• _Aim_
Exactly as written, transcribe the lines that run from the one containing "of the blue" to the end of the records below.

☆ ☆ ☆ ☆ ☆

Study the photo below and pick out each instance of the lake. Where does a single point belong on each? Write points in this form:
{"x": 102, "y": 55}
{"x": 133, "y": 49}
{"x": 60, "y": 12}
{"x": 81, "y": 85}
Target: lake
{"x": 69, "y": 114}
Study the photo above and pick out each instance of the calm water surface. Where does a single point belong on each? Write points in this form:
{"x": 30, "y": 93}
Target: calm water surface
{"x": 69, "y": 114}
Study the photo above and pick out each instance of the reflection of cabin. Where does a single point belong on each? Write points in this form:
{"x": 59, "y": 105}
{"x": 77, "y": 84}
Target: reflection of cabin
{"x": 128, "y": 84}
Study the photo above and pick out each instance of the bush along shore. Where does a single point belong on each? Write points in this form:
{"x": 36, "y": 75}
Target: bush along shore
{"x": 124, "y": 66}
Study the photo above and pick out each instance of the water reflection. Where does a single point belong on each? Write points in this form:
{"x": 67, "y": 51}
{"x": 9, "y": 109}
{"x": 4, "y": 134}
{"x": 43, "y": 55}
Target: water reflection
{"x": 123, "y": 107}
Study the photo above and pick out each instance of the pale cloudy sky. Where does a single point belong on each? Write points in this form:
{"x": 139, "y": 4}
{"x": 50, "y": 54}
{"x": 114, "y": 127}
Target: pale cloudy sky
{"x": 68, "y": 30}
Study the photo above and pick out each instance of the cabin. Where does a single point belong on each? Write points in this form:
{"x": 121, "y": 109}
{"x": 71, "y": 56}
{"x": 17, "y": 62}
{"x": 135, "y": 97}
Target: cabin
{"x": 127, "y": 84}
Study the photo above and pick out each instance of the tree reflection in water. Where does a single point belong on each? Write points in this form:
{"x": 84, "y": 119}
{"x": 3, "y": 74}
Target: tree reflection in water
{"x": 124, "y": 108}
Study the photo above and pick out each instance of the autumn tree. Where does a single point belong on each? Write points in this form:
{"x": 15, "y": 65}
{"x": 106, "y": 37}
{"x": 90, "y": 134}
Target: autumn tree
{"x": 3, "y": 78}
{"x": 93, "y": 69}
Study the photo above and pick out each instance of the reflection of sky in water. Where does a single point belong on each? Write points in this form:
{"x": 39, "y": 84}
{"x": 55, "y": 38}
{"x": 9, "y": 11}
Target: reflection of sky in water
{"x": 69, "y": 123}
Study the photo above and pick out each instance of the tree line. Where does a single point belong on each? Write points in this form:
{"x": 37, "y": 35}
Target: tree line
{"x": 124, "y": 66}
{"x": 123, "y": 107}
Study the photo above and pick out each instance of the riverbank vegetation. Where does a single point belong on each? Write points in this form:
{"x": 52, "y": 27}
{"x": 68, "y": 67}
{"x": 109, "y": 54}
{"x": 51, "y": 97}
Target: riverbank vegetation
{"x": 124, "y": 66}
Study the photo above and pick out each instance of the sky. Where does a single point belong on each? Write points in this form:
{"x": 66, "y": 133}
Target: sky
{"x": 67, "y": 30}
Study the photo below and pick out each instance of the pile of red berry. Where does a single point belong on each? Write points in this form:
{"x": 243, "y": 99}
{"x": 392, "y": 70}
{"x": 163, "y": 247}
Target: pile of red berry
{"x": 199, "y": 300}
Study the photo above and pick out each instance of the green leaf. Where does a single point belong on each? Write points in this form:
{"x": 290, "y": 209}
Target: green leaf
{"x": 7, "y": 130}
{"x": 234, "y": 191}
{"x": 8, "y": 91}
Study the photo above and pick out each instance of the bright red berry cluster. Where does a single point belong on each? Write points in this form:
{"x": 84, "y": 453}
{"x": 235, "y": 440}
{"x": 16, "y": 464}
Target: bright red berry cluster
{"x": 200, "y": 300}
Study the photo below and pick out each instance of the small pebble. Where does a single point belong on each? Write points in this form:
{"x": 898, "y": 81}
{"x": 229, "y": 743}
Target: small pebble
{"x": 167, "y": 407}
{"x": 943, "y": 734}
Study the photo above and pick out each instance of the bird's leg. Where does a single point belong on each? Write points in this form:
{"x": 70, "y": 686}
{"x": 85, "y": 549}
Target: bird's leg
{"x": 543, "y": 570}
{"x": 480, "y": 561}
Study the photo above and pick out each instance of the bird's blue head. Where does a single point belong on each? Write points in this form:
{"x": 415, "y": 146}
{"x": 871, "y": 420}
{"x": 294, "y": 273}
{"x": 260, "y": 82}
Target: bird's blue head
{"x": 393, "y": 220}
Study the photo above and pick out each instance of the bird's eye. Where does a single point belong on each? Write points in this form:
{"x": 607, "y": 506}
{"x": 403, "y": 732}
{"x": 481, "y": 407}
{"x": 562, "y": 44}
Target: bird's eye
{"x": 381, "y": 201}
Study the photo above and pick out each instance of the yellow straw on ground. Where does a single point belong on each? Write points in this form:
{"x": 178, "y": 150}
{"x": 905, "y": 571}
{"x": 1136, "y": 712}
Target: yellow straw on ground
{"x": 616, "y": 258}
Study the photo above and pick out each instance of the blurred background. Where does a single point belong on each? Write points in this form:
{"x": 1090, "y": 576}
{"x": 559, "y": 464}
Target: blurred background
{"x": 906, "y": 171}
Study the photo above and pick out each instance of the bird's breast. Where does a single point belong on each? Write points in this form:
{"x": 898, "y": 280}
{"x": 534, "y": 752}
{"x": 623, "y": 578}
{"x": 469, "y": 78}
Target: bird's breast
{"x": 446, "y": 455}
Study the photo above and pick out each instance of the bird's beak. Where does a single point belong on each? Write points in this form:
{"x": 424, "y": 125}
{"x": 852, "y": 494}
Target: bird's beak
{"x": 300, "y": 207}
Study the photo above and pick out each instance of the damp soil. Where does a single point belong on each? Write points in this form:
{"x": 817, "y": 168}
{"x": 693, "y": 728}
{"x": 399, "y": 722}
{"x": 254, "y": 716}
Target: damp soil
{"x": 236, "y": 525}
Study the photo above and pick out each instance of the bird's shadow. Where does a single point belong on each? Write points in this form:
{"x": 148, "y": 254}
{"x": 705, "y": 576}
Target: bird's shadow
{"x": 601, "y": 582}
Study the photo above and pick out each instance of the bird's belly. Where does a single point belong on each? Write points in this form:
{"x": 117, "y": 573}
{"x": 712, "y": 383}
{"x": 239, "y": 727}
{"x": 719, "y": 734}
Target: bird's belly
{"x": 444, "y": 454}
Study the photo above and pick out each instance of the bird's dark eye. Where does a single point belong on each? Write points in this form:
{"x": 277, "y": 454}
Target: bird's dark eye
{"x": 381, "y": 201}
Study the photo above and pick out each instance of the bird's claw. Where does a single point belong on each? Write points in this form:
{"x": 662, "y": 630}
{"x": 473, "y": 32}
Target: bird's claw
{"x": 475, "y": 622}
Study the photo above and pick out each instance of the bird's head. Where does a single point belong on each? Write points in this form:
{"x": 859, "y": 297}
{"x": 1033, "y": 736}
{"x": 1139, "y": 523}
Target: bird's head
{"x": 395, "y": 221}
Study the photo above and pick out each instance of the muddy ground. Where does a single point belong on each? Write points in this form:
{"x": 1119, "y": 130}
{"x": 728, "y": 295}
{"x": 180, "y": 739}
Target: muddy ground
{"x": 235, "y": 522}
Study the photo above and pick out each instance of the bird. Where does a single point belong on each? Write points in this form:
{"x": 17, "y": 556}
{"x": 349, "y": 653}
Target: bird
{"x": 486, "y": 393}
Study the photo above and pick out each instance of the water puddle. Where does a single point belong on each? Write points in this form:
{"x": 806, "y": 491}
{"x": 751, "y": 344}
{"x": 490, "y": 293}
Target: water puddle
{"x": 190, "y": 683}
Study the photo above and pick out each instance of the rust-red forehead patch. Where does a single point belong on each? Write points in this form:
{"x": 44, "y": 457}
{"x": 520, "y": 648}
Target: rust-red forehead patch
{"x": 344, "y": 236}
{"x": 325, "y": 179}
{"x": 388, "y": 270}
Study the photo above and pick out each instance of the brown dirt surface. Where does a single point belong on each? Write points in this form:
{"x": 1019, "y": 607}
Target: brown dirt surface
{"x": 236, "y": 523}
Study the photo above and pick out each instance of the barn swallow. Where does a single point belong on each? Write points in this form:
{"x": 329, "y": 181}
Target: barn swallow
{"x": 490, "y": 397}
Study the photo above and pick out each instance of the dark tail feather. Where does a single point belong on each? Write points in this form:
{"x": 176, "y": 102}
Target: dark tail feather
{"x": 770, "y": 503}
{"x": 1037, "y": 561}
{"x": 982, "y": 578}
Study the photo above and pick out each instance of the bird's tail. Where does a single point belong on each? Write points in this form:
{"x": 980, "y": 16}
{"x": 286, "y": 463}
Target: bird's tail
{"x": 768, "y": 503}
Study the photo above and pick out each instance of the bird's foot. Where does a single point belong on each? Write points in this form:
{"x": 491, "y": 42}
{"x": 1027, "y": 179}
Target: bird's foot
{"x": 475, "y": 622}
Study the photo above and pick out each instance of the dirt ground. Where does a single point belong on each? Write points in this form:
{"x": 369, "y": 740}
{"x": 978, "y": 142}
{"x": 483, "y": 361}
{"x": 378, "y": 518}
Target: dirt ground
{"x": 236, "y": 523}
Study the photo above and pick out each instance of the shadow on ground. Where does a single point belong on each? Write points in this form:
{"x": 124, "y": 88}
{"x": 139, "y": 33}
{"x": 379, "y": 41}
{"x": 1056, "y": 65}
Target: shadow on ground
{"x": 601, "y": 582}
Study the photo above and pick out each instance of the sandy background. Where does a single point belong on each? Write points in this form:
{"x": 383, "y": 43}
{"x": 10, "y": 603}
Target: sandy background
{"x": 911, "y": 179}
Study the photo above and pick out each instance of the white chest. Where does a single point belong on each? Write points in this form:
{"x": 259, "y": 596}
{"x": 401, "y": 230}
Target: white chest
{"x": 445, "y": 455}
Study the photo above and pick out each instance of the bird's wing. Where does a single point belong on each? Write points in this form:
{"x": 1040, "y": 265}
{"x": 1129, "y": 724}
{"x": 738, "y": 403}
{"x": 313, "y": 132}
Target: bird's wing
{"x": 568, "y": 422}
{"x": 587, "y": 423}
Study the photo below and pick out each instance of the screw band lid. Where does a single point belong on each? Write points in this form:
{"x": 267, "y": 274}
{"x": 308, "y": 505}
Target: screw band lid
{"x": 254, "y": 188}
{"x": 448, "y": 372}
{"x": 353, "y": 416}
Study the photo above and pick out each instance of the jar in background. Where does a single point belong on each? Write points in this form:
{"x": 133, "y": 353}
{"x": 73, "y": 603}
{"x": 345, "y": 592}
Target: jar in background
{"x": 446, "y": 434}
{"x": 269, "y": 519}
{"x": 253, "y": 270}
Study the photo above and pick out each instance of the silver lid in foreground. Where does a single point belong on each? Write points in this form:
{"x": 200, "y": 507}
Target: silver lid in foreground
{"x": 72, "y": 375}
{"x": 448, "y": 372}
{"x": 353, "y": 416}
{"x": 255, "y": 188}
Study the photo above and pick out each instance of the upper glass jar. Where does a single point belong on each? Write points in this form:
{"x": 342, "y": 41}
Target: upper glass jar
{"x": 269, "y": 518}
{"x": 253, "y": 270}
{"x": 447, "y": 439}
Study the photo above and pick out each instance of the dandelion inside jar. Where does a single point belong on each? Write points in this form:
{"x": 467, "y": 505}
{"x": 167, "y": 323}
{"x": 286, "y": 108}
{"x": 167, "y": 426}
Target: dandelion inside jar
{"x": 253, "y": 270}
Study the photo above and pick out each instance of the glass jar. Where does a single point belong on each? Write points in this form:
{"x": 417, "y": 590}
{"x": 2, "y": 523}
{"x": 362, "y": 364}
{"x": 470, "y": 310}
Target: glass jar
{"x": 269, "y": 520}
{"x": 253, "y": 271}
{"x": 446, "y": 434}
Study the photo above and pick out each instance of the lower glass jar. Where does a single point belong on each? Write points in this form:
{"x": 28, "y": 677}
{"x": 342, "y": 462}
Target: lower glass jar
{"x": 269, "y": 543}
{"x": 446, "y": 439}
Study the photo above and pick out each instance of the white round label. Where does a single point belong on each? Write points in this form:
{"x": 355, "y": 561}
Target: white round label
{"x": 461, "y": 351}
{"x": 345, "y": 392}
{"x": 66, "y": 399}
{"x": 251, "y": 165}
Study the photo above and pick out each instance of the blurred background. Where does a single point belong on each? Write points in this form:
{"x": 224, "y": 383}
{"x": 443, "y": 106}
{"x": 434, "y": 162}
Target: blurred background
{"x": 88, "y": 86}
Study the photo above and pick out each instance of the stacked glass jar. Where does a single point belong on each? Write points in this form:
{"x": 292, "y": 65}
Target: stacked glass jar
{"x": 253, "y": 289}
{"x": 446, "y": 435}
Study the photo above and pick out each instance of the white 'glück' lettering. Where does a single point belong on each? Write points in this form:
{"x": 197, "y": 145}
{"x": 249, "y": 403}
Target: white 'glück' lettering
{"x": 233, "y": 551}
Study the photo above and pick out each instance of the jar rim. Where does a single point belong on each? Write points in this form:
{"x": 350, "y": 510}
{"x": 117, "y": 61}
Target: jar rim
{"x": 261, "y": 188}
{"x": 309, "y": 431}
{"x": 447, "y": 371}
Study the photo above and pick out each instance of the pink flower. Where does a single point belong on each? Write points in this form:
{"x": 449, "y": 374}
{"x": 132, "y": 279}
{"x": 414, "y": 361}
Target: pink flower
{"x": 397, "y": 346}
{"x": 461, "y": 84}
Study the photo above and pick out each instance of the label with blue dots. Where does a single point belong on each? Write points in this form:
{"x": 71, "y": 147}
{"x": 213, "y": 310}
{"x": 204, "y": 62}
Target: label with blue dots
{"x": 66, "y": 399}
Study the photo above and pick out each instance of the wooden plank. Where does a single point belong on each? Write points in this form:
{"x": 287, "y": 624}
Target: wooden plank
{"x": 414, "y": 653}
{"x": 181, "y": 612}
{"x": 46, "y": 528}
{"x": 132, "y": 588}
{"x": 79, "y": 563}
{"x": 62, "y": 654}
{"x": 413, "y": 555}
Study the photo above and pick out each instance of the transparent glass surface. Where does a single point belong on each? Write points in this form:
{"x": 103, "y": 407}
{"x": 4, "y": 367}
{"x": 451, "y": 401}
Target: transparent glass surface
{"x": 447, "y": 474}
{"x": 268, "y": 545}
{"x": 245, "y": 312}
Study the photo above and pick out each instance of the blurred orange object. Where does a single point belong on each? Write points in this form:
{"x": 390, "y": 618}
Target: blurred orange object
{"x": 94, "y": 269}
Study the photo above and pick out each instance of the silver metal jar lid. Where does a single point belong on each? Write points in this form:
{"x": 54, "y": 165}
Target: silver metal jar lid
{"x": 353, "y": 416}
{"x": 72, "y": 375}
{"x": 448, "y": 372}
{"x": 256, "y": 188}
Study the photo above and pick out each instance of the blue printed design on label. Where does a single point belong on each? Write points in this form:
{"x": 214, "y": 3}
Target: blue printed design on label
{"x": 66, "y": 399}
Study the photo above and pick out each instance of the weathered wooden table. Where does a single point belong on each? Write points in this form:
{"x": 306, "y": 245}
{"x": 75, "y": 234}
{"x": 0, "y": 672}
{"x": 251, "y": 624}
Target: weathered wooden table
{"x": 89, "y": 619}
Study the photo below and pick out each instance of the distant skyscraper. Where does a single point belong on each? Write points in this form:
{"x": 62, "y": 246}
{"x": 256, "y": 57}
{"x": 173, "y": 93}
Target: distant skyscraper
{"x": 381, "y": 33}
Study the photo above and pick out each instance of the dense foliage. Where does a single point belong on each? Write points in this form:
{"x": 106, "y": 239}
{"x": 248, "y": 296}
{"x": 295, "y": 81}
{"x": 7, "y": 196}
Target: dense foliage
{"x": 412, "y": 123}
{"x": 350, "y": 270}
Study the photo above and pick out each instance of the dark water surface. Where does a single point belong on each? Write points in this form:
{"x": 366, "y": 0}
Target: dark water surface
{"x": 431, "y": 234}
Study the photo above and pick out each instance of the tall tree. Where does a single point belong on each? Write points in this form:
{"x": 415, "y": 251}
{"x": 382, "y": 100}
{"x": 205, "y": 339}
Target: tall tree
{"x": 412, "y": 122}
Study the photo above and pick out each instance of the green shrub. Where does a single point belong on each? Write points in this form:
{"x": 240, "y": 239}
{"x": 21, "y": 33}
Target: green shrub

☆ ☆ ☆ ☆ ☆

• _Result_
Study the photo above and pick out each instance of the blue printed design on label. Where does a single point belong on each? Write points in this form:
{"x": 214, "y": 3}
Target: blue printed design on label
{"x": 66, "y": 399}
Study the photo above and pick out each instance of the weathered wooden table. Where does a single point belong on each? Write points in this form:
{"x": 306, "y": 245}
{"x": 75, "y": 234}
{"x": 0, "y": 672}
{"x": 251, "y": 624}
Target: weathered wooden table
{"x": 89, "y": 619}
Study the photo below and pick out each instance of the distant skyscraper. Where does a single point belong on each? Write points in this form:
{"x": 62, "y": 246}
{"x": 256, "y": 57}
{"x": 173, "y": 93}
Target: distant skyscraper
{"x": 381, "y": 33}
Study the photo above and pick out each instance of the dense foliage. Where does a single point belong on each? Write points in this form:
{"x": 106, "y": 239}
{"x": 248, "y": 296}
{"x": 295, "y": 81}
{"x": 7, "y": 196}
Target: dense foliage
{"x": 412, "y": 123}
{"x": 350, "y": 270}
Study the photo above and pick out each instance of the dark water surface. Where does a single point belong on each? Write points in this form:
{"x": 366, "y": 0}
Target: dark water surface
{"x": 431, "y": 234}
Study the photo above and pick out each instance of the tall tree. Where does a single point belong on each? Write points in this form:
{"x": 415, "y": 251}
{"x": 382, "y": 100}
{"x": 205, "y": 339}
Target: tall tree
{"x": 412, "y": 122}
Study the photo above and pick out each instance of the green shrub. Where does a single point belong on each? Write points in this form:
{"x": 240, "y": 239}
{"x": 21, "y": 33}
Target: green shrub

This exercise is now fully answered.